SHORT TASK ▸ Reproduce the whole listing below word for word, but leave the pictures out.

LISTED RECORDS ▸
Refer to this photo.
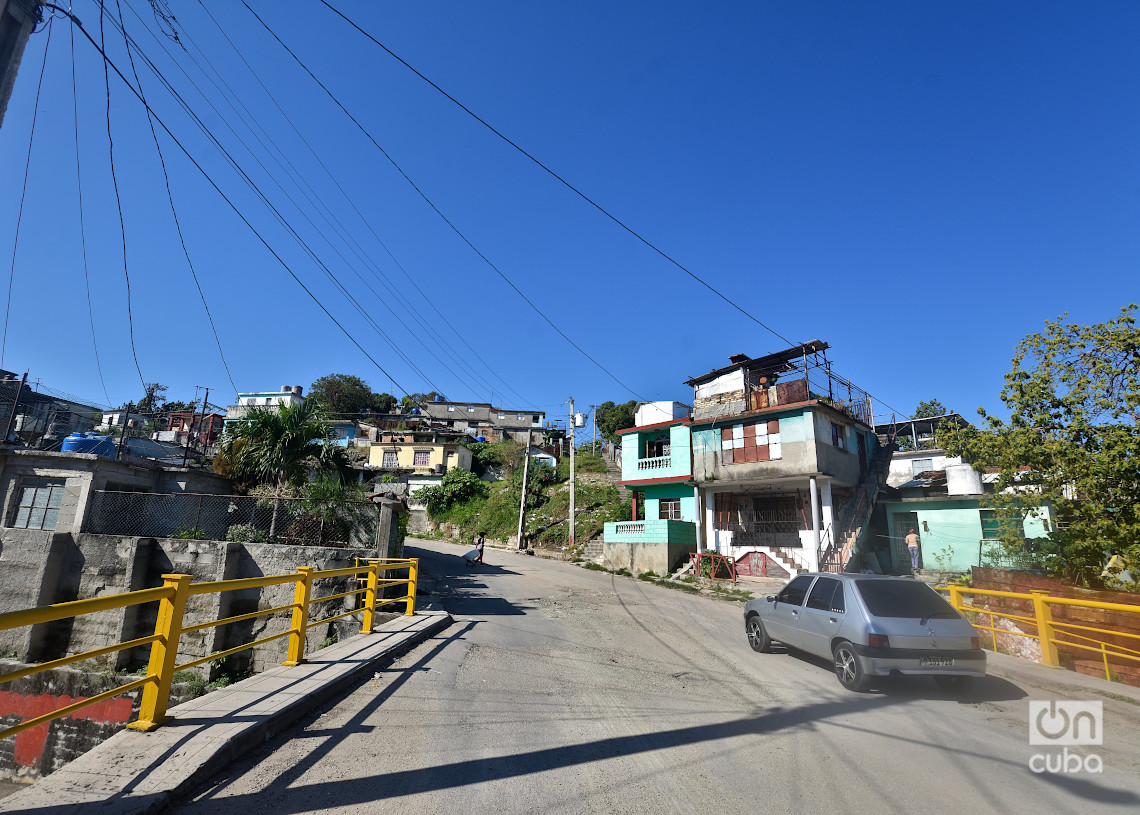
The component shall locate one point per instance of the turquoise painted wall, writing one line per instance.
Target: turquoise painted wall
(794, 426)
(656, 492)
(952, 529)
(681, 464)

COMPLETE RESPONSE ▸
Refer to this photo.
The component shall locate one point per instance of the turquoise painted wall, writing one line per instance.
Target: turquoise painted wall
(794, 426)
(656, 492)
(952, 529)
(681, 464)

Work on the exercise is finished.